Document segment:
--*--
Q4. Can the fast agent also call the RL agent inside its loop?
A4. Sorry for the confusion. The fast agent cannot perform RL training. Its role is to generate code based on the requirements provided by the slow agent.
Q5. The architecture and inputs of the PPO RL agent.
A5. Sorry for the confusion. Yes, we will learn the weights for each RL sub-action (marked orange in Fig. 3).
- The "Harvest log" is sent from the slow agent to the fast agent in text format.
- The fast agent generates high-level codes for the action.
- Coded actions are inserted into the RL action space.
- RL training is performed after this insertion.
Q6. Action space vs reward function.
A6. Thanks for this good question! We have conducted ablation studies, as shown in Tab. 5. Using an action space with higher-level actions can shorten the task horizon and reduce reward sparsity. This design is more efficient as it leverages the coding ability and common sense of LLMs. For instance, LLMs understand that it takes 10 attacks to break a tree. When designing a reward function, even though "10 attacks" yields a high reward, randomly sampling those 10 individual attacks is a time-consuming process. In contrast, with action space design, an action like "attack 10 times" can be directly generated, resulting in an immediate high reward.
Q7. Typos.
A7. Thank you for pointing that out. The correct values are 34% and 65%. We will correct this in the revision.
Thank you for the detailed response addressing my questions and concerns regarding generalization to other environments, how the components are combined and more detailed explanations. I have increased my score to 7.
Thank you for your insightful comments and questions, which have greatly improved the quality of our paper. We deeply appreciate your recognition and the score increase! We will carefully integrate the results discussed with you into the revision.
Dear all reviewers,
We sincerely thank your effort in the review with valuable comments and suggestions. We appreciate reviewers LWBp, m13r, and efny for recognizing our work. Additional figures are attached in the 6379_rebuttal_figs.pdf, which we will reference in the following specific responses.
--*--
Explore the material:
A – List every numbered question (Q4 onward) in the rebuttal discussion, giving each label with its wording.
B – Extend the rebuttal discussion about the fast agent, the slow agent and the RL agent from the point at which it stops.
The lines after this note come from a different source than the rebuttal discussion.

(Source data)
--*--
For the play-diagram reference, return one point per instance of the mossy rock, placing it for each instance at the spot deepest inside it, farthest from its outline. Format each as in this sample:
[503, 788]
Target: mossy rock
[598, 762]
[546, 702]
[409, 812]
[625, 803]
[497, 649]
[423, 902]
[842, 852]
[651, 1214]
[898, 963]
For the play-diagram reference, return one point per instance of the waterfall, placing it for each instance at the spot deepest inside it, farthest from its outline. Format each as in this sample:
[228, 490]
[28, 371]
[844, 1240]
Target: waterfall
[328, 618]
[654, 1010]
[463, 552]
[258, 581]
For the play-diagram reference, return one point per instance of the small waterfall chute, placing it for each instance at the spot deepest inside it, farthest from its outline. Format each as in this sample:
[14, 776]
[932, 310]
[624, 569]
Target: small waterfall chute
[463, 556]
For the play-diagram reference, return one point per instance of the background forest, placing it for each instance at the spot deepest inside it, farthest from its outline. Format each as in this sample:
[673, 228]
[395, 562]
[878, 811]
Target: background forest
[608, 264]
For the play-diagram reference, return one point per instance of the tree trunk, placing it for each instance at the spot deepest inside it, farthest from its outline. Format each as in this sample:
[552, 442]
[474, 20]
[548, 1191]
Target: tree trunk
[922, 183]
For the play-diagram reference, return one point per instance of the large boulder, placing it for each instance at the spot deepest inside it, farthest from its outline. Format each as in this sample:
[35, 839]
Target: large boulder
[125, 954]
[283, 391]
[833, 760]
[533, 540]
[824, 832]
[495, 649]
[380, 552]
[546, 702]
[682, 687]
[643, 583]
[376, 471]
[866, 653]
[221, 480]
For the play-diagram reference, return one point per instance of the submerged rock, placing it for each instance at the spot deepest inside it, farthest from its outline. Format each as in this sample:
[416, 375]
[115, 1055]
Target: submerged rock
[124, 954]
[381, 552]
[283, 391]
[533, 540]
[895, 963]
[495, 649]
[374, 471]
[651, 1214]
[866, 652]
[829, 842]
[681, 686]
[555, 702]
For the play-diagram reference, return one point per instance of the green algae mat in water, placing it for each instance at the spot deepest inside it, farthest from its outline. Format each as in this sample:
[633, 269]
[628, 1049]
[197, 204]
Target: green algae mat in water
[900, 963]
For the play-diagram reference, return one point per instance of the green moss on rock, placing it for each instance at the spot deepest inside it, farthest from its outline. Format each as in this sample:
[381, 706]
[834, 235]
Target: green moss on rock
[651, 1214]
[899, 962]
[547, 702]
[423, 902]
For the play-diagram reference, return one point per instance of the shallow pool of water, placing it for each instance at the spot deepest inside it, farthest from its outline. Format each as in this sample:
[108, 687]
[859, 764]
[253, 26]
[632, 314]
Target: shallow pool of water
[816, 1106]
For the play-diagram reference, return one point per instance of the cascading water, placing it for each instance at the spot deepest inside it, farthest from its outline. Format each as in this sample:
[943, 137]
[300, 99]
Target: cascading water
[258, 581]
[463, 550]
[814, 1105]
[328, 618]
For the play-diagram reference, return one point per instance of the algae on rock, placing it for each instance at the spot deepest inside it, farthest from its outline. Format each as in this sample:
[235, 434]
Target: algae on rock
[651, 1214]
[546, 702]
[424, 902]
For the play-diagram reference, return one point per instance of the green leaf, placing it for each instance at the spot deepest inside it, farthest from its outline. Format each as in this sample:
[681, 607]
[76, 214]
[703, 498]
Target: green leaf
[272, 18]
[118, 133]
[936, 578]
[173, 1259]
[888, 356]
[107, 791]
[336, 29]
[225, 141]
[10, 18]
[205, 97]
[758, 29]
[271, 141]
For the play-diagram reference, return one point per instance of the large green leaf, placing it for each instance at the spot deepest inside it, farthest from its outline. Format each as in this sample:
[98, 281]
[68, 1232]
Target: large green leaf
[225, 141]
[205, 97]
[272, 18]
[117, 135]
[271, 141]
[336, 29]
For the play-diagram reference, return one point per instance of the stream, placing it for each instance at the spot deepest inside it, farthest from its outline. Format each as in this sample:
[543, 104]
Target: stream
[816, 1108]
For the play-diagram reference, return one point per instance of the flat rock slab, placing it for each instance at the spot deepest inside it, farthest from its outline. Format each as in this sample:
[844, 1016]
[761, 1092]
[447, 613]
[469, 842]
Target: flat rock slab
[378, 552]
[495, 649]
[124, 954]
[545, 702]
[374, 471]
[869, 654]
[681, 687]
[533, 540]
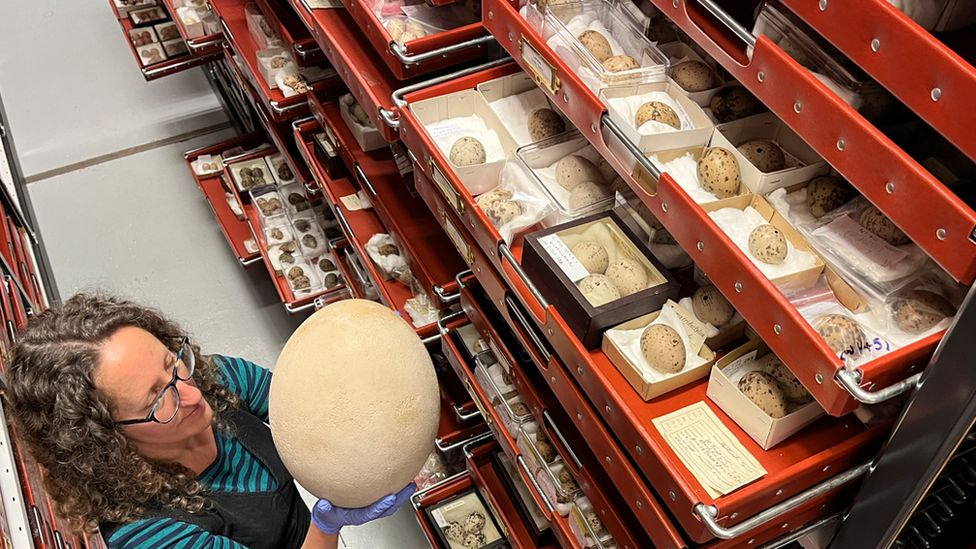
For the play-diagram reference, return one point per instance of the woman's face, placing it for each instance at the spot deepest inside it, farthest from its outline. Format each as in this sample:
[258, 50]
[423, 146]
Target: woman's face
[133, 370]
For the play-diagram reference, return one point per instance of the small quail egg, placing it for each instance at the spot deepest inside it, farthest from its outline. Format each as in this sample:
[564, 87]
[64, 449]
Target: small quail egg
[693, 76]
[586, 193]
[768, 244]
[718, 172]
[658, 112]
[592, 256]
[467, 151]
[574, 169]
[763, 154]
[762, 389]
[597, 44]
[598, 290]
[620, 63]
[711, 306]
[628, 275]
[663, 348]
[545, 123]
[872, 219]
[827, 193]
[733, 103]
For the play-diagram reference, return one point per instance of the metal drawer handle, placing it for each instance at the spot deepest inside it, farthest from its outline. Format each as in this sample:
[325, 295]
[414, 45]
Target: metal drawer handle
[400, 51]
[392, 119]
[709, 513]
[852, 382]
[535, 484]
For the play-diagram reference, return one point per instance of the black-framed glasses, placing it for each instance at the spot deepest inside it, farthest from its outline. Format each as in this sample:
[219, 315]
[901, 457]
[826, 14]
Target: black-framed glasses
[167, 404]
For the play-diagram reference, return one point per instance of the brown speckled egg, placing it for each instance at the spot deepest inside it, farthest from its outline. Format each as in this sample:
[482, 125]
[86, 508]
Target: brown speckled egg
[763, 390]
[872, 219]
[659, 112]
[597, 44]
[711, 306]
[693, 76]
[628, 275]
[794, 390]
[573, 169]
[919, 310]
[545, 123]
[733, 103]
[826, 193]
[842, 334]
[763, 154]
[718, 172]
[768, 244]
[467, 151]
[620, 63]
[592, 256]
[663, 349]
--*--
Responses to the tasks:
A –
Q4. Can the fast agent also call the RL agent inside its loop?
Q5. The architecture and inputs of the PPO RL agent.
Q6. Action space vs reward function.
Q7. Typos.

B –
This paper discusses how one can design an agent empowered by LLMs that can break down a task into subtasks and dynamically decide whether to solve such a subtask by code generated by the LLM or by a "traditional" RL agent. The method is validated in the game Minecraft. This is an interesting paper; all reviewers unanimously recommended its acceptance, and I'm doing the same.
However, an important point about the number of independent runs was made, and the concerns raised are real. I'm ok accepting this paper because it is a _proof of possibility. It shows how such an idea can be instantiated, and it shows that such an instantiation can work. This is how it should position itself instead of making claims that "it attains State-of-the-Art (SOTA) performance" (line 60). It is hard to imagine someone justifiably claiming SOTA performance without reporting some notion of variability or robustness. Thus, I strong suggest the authors to change their wording accordingly.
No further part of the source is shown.